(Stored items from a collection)

•••

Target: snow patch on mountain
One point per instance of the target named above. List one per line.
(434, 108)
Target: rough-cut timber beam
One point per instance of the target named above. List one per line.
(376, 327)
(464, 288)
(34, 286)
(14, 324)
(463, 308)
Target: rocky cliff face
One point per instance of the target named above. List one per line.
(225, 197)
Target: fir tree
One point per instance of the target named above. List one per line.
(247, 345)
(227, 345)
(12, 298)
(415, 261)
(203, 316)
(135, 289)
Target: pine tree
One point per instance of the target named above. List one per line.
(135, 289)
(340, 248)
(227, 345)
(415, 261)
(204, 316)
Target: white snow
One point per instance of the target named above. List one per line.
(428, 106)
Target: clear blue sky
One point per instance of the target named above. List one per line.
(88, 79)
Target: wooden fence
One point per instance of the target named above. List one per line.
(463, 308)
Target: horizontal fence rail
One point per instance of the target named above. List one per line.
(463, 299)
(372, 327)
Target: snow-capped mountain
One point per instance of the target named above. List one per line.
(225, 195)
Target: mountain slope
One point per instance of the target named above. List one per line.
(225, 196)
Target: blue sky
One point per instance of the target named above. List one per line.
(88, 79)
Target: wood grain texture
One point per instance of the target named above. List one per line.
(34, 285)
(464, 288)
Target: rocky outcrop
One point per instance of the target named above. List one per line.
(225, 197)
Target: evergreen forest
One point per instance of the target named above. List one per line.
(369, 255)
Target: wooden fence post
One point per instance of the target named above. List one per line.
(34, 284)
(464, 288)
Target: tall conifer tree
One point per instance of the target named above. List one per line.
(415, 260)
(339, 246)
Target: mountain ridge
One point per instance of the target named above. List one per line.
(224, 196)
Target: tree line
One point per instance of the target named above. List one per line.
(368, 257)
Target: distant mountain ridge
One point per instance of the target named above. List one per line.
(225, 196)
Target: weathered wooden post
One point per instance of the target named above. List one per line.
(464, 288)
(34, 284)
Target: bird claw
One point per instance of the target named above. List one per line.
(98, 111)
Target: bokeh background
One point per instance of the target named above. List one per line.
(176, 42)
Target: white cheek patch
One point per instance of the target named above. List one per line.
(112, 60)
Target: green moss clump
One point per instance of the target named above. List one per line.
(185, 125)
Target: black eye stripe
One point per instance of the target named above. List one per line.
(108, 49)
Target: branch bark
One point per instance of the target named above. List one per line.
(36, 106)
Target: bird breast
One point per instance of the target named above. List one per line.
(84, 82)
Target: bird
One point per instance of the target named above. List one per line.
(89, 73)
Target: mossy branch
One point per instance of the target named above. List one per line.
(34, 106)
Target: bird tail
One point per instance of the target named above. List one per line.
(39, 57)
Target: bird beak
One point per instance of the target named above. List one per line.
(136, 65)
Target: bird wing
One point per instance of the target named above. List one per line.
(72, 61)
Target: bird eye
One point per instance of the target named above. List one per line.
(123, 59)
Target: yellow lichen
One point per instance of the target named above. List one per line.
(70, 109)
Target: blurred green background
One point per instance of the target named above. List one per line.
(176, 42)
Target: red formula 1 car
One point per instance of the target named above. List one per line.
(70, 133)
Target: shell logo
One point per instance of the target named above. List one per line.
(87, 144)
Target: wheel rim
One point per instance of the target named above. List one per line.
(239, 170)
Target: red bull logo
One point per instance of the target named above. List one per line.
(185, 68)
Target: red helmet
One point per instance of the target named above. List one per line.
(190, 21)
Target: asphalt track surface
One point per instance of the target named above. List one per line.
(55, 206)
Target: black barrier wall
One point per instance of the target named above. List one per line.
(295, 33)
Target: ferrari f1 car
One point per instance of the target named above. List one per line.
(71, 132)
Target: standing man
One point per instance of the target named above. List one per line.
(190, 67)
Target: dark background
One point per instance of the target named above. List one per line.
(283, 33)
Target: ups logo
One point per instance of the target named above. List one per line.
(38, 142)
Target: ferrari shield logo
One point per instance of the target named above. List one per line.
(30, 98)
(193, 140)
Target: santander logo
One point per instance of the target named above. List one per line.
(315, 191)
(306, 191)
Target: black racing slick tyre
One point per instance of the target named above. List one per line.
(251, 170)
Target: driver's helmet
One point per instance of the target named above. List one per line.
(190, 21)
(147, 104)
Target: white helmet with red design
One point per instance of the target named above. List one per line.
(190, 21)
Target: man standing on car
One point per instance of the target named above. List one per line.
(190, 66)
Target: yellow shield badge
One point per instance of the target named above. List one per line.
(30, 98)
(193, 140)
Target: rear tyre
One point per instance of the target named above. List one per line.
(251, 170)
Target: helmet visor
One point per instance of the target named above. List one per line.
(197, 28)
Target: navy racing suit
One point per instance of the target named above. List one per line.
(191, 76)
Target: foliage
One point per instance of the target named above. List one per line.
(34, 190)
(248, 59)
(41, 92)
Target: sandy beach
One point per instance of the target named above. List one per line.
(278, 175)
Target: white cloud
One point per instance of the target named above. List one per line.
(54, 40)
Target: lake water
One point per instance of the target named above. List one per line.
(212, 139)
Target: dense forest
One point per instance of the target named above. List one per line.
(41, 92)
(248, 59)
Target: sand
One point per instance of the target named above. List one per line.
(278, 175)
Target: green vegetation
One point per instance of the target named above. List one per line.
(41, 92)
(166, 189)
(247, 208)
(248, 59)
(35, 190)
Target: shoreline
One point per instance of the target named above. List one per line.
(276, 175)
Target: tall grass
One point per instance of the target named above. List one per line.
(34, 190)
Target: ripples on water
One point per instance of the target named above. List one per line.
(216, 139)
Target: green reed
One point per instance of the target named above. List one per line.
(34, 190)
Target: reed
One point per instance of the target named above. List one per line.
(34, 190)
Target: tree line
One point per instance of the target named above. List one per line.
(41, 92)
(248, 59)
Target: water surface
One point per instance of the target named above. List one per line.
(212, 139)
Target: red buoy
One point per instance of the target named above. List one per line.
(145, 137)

•••

EXERCISE:
Rewrite every one of the rows above so that "One point per instance" becomes "A single point for each instance", leaving all else unchanged.

TASK RESPONSE:
Target: snow patch on mountain
A single point for each instance of the target named above. List one per line.
(434, 108)
Target: rough-cut timber beam
A single point for each instance of the target named above. List one per line.
(376, 327)
(464, 288)
(34, 286)
(14, 324)
(463, 308)
Target: rocky cliff face
A single point for each instance of the target named above. List one per line.
(225, 197)
Target: fir tree
A single point for each instance of the target named above. List one per line.
(247, 345)
(227, 345)
(12, 298)
(415, 261)
(203, 316)
(135, 289)
Target: pine tree
A single point for each instance of the target named above. List one per line.
(135, 289)
(340, 248)
(227, 345)
(415, 261)
(204, 316)
Target: white snow
A single point for each instance of the target named above. List one per line.
(428, 106)
Target: clear blue sky
A single point for each instance of the target named above. List one per line.
(88, 79)
Target: wooden fence
A single point for each instance of the target named above. List one per line.
(463, 308)
Target: horizontal fence rail
A single point for each instance of the target named above. List one per line.
(463, 299)
(372, 327)
Target: snow-capped mountain
A single point for each instance of the target named above. List one per line.
(225, 195)
Target: mountain slope
A single point for each instance of the target named above. List one per line.
(225, 196)
Target: blue sky
A single point for each instance of the target named above. List one per line.
(88, 79)
Target: wood grain texture
A single point for each instance of the target named above. List one per line.
(34, 285)
(464, 288)
Target: rocky outcrop
A single point for each instance of the target named above. List one per line.
(225, 197)
Target: evergreen forest
A single point for each instance of the target named above. List one per line.
(369, 255)
Target: wooden fence post
A single point for each instance of the target named above. List one per line.
(34, 284)
(464, 288)
Target: tall conifer tree
A single point for each instance of the target named above. List one per line.
(415, 260)
(339, 246)
Target: mountain ridge
A single point for each instance of the target named above. List one per line.
(224, 196)
Target: tree line
A single point for each instance of the target named above. List one per line.
(368, 257)
Target: distant mountain ridge
A single point for each instance of the target named above. List one per line.
(225, 196)
Target: weathered wooden post
A single point for each instance of the target named above. List one per line.
(464, 288)
(34, 284)
Target: bird claw
A single point for each instance of the target named above. List one per line.
(98, 111)
Target: bokeh background
A single point for each instance of the target named above. List one per line.
(176, 42)
Target: white cheek patch
A single point for each instance of the target named above. List one per line.
(112, 60)
Target: green moss clump
A single point for each instance of the target named above. List one per line.
(185, 125)
Target: black eye stripe
A single point for each instance of the target named above. List one per line.
(108, 49)
Target: branch bark
A single point for each instance of the target named above. List one per line.
(36, 106)
Target: bird breast
A single point for each instance of the target named above. List one per line.
(84, 82)
Target: bird
A single point for each instance of the target named above. List one per line.
(89, 73)
Target: mossy branch
A single point for each instance of the target named above. List one per line.
(34, 106)
Target: bird tail
A single point for each instance of the target named above. List one per line.
(39, 57)
Target: bird beak
A single point for each instance of the target named above. List one per line.
(136, 65)
Target: bird wing
A single point for each instance of the target named above. List one per line.
(72, 61)
Target: bird eye
A single point for each instance of the target named above. List one per line.
(123, 59)
Target: yellow lichen
A single point for each instance of the target named above. List one per line.
(70, 109)
Target: blurred green background
A single point for each instance of the target named above. List one per line.
(176, 42)
Target: red formula 1 car
A single point for each instance of the target named above. List one per line.
(70, 133)
Target: shell logo
A single point for each instance of the target named above. List one per line.
(87, 144)
Target: wheel rim
A single point for each instance of the target named above. List one per line.
(239, 170)
Target: red bull logo
A single point for each instance of the target named above. List one per line.
(185, 68)
Target: red helmet
A single point for each instance of the target named above. List one per line.
(190, 21)
Target: asphalt track surface
A single point for each instance of the target named above. List one per line.
(55, 206)
Target: black barrier wall
A single point for each instance of the target named above. List one per line.
(295, 33)
Target: ferrari f1 car
A single point for each instance of the target named above. List one per line.
(71, 132)
Target: standing man
A single point for each instance of the target named above. List one per line.
(190, 67)
Target: dark background
A single point for each instance of the target named above. List one per line.
(283, 33)
Target: ups logo
A single point for each instance of the target named above. List one per line.
(38, 142)
Target: ferrari shield logo
A single point for each instance of the target named above. List one per line.
(30, 98)
(193, 140)
Target: santander logo
A single point for each instance of the target named above. List one per line.
(315, 191)
(306, 191)
Target: black racing slick tyre
A single point for each instance of the target named above. List one per line.
(251, 170)
Target: driver's helmet
A single point for each instance of the target named above. List one per line.
(190, 21)
(147, 104)
Target: white helmet with red design
A single point for each instance of the target named above. List one per line.
(190, 21)
Target: man standing on car
A single point for each instance of the target named above. List one per line.
(190, 66)
Target: yellow shield badge
A single point for each instance of the target named above. List one per line.
(30, 98)
(193, 140)
Target: rear tyre
A single point for each instance of the target named above. List one per line.
(251, 170)
Target: helmet visor
A single point for each instance of the target named above. List one per line.
(197, 28)
Target: navy racing suit
A single point for each instance of the target named above. List one per line.
(191, 76)
Target: foliage
A single point for each instance of the target named above. List one per line.
(34, 190)
(248, 59)
(41, 92)
Target: sandy beach
A single point for each instance of the target named above. List one per line.
(278, 175)
Target: white cloud
A single point for each instance of the target named above. List one per line.
(54, 40)
Target: lake water
A single point for each instance of the target named above. List one per line.
(212, 139)
Target: dense forest
A single point for each instance of the target named above. List one per line.
(41, 92)
(248, 59)
Target: sand
A single point for each instance of the target named above. List one per line.
(278, 175)
Target: green vegetation
A single point for each instance of the target named above. List one per line.
(41, 92)
(166, 189)
(247, 208)
(248, 59)
(35, 190)
Target: shoreline
A single point for each instance of the target named above. List one per line.
(276, 175)
Target: tall grass
A single point for each instance of the target named above. List one per line.
(34, 190)
Target: ripples on water
A single point for each instance of the target named above. List one per line.
(216, 139)
Target: green reed
A single point for each instance of the target named above. List one per line.
(34, 190)
Target: reed
A single point for each instance of the target named above. List one per line.
(34, 190)
Target: tree line
A single point for each instance of the target named above. List one per line.
(41, 92)
(248, 59)
Target: water surface
A single point for each instance of the target named above. List one per line.
(212, 139)
Target: red buoy
A single point for each instance of the target named above. List one per line.
(145, 137)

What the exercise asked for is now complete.